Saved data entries
________________
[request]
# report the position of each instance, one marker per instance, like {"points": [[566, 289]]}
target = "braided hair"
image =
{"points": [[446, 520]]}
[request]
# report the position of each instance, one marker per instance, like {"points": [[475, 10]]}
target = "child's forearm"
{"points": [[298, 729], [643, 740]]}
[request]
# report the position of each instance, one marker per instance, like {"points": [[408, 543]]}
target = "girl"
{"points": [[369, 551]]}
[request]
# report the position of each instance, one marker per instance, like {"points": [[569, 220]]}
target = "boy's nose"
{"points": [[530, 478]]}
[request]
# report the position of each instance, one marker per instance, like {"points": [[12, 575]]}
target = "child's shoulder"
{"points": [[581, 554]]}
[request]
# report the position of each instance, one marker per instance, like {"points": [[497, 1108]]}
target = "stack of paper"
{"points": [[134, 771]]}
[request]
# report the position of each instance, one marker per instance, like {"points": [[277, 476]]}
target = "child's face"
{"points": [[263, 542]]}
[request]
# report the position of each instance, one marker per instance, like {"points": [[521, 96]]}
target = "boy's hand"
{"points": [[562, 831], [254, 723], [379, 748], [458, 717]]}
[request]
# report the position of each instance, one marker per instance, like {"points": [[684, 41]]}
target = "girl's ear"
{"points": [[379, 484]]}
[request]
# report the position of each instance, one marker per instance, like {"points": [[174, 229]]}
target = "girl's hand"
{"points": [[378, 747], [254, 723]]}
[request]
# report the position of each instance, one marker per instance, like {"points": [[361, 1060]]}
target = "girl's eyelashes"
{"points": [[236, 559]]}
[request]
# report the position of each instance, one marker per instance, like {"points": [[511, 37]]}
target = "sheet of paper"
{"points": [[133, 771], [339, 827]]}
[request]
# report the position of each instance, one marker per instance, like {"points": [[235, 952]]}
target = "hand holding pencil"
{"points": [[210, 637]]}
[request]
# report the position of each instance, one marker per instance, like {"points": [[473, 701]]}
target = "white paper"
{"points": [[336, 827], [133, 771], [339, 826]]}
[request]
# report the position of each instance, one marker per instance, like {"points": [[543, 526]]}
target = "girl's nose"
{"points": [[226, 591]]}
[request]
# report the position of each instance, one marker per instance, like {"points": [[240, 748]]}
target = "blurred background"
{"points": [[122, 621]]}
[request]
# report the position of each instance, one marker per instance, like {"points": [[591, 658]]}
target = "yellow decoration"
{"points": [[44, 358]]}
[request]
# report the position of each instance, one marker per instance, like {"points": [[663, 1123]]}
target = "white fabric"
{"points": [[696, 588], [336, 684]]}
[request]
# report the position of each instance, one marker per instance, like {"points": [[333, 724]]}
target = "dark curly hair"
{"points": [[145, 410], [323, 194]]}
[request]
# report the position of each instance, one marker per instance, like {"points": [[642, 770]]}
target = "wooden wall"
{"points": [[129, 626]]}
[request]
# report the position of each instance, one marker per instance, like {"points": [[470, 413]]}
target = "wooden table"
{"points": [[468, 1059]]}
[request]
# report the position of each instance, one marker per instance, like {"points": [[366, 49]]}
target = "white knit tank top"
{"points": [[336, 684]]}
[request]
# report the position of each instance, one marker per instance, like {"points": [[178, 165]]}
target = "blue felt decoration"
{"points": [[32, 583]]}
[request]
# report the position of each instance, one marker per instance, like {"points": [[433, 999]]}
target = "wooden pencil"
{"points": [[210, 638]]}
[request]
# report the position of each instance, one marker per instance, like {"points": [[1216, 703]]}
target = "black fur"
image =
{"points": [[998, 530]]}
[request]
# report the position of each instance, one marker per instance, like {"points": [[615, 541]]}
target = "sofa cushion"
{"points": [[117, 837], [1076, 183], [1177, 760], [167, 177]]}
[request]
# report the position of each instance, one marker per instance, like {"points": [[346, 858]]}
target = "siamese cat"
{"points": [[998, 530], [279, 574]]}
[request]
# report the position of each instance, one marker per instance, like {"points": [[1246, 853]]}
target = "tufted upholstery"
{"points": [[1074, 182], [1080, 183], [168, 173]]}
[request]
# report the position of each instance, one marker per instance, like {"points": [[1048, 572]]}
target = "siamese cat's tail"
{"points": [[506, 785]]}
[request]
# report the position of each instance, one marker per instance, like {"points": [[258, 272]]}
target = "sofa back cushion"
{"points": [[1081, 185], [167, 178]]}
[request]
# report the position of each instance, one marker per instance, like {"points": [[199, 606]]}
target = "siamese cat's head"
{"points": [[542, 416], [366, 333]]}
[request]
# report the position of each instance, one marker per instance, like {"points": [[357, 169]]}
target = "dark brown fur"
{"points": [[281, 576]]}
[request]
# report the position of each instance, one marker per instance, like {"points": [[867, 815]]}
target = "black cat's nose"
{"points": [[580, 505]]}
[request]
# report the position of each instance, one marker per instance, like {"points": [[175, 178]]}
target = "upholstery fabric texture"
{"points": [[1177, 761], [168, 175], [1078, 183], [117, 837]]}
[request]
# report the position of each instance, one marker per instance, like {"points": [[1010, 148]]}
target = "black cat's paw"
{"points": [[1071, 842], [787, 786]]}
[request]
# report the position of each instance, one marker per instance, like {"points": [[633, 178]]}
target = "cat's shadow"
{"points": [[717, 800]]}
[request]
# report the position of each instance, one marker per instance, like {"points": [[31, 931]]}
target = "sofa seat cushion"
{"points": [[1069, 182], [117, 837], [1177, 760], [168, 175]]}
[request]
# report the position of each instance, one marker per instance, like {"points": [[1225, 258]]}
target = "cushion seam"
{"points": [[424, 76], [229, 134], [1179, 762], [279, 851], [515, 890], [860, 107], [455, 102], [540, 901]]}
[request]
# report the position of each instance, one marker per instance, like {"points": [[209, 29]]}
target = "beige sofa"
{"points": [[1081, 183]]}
________________
Give the records again, unchanged and complete.

▶ Worked solution:
[request]
# report the position of each instance, one marker per instance, like {"points": [[566, 289]]}
target = "braided hair"
image =
{"points": [[446, 520]]}
[request]
# report the position of each instance, one marker per instance, like {"points": [[475, 10]]}
target = "child's forearm"
{"points": [[298, 729], [643, 740]]}
[request]
# report the position of each instance, one marker per instance, like {"points": [[408, 543]]}
target = "girl"
{"points": [[369, 551]]}
[request]
# report the position of each instance, one marker per instance, like {"points": [[569, 220]]}
target = "boy's nose"
{"points": [[530, 478]]}
[request]
# report the position of each instance, one marker per instance, like {"points": [[12, 575]]}
target = "child's shoulder"
{"points": [[581, 554]]}
[request]
# report the position of each instance, one marker per instance, like {"points": [[497, 1108]]}
target = "stack of paper"
{"points": [[134, 771]]}
[request]
# report the position of each instance, one marker per instance, like {"points": [[277, 476]]}
target = "child's face"
{"points": [[263, 542]]}
[request]
# report the position of each instance, one marker per instance, like {"points": [[521, 96]]}
target = "boy's hand"
{"points": [[562, 831], [254, 723], [379, 748], [458, 717]]}
[request]
# report the position of each instance, one marker per instance, like {"points": [[684, 41]]}
target = "girl's ear"
{"points": [[379, 484]]}
[request]
# report the position of each instance, one marker per instance, like {"points": [[174, 229]]}
target = "girl's hand"
{"points": [[378, 747], [254, 723]]}
[request]
# report the position of each instance, one marker per instance, like {"points": [[361, 1060]]}
target = "girl's eyelashes"
{"points": [[236, 559]]}
[request]
# report the position of each instance, one marker per instance, like {"points": [[511, 37]]}
target = "sheet of paper"
{"points": [[133, 771], [339, 827]]}
[request]
# report the position of each instance, one marker per instance, like {"points": [[235, 952]]}
target = "hand holding pencil"
{"points": [[210, 637]]}
[request]
# report the position of each instance, one marker per instance, like {"points": [[473, 701]]}
target = "white paper"
{"points": [[336, 827], [133, 771], [339, 826]]}
[request]
# report the position of each instance, one marker per instance, like {"points": [[543, 526]]}
target = "girl's nose"
{"points": [[226, 591]]}
[request]
# report the position of each instance, one marker per instance, like {"points": [[240, 748]]}
target = "blurred background"
{"points": [[122, 621]]}
[request]
# report the position of each instance, one marker per instance, like {"points": [[591, 658]]}
target = "yellow decoration"
{"points": [[44, 358]]}
[request]
# report the position of each instance, one marker per instance, like {"points": [[663, 1123]]}
target = "white fabric"
{"points": [[696, 588], [336, 684]]}
[request]
# report the position of each instance, one marker per instance, like {"points": [[333, 724]]}
target = "dark curly hair"
{"points": [[145, 410], [323, 194]]}
[request]
# report the position of each instance, one marker per instance, like {"points": [[642, 770]]}
target = "wooden wall"
{"points": [[129, 626]]}
[request]
# report the position of each instance, one marker per instance, like {"points": [[470, 413]]}
target = "wooden table"
{"points": [[468, 1059]]}
[request]
# report the position of each instance, one marker per instance, like {"points": [[366, 49]]}
target = "white knit tank top"
{"points": [[336, 684]]}
[request]
# report the position of each instance, one marker per instance, like {"points": [[178, 165]]}
target = "blue felt decoration"
{"points": [[32, 583]]}
[request]
# report the position of each instance, one marker per instance, like {"points": [[433, 999]]}
target = "wooden pencil"
{"points": [[210, 638]]}
[request]
# report the position of each instance, one marker per instance, like {"points": [[1216, 703]]}
target = "black fur"
image =
{"points": [[998, 530]]}
[request]
# report the position of each instance, one marker per instance, like {"points": [[615, 541]]}
target = "sofa cushion"
{"points": [[117, 837], [1076, 183], [1177, 760], [167, 177]]}
[request]
# report the position of each instance, one marker per instance, like {"points": [[346, 858]]}
target = "siamese cat"
{"points": [[998, 530], [279, 574]]}
[request]
# report the position of each instance, one marker per instance, like {"points": [[1246, 853]]}
target = "tufted upholstery"
{"points": [[1074, 182], [1080, 183], [168, 173]]}
[request]
# report the position of each instance, one marker per instance, like {"points": [[1048, 572]]}
target = "siamese cat's tail"
{"points": [[506, 785]]}
[request]
# report the position of each instance, one marker per instance, like {"points": [[258, 272]]}
target = "sofa back cushion"
{"points": [[1081, 185], [167, 178]]}
[request]
# report the position of each instance, one marker per instance, like {"points": [[199, 606]]}
target = "siamese cat's head"
{"points": [[542, 416], [366, 333]]}
[request]
# report the position of each instance, one marker per instance, like {"points": [[357, 169]]}
target = "dark brown fur"
{"points": [[281, 576]]}
[request]
# report the position of each instance, one marker per instance, like {"points": [[867, 815]]}
target = "black cat's nose"
{"points": [[580, 505]]}
[request]
# report the position of each instance, one marker per instance, like {"points": [[175, 178]]}
target = "upholstery fabric texture"
{"points": [[1177, 761], [168, 175], [1078, 183], [117, 837]]}
[request]
# report the position of each instance, one marker per instance, like {"points": [[1010, 148]]}
target = "black cat's paw"
{"points": [[1071, 842], [787, 786]]}
[request]
# report the position of each instance, one marker per instance, like {"points": [[633, 178]]}
target = "cat's shadow"
{"points": [[717, 800]]}
[request]
# report the position of each instance, one marker per instance, like {"points": [[31, 931]]}
target = "sofa seat cushion"
{"points": [[1069, 182], [117, 837], [1177, 760], [168, 175]]}
[request]
# report the position of each instance, one marker per instance, like {"points": [[1225, 258]]}
target = "cushion seam"
{"points": [[424, 76], [229, 134], [1179, 762], [279, 851], [515, 890], [860, 107], [455, 102], [540, 901]]}
[request]
# report the position of each instance, one marker per instance, like {"points": [[209, 29]]}
target = "beige sofa"
{"points": [[1081, 183]]}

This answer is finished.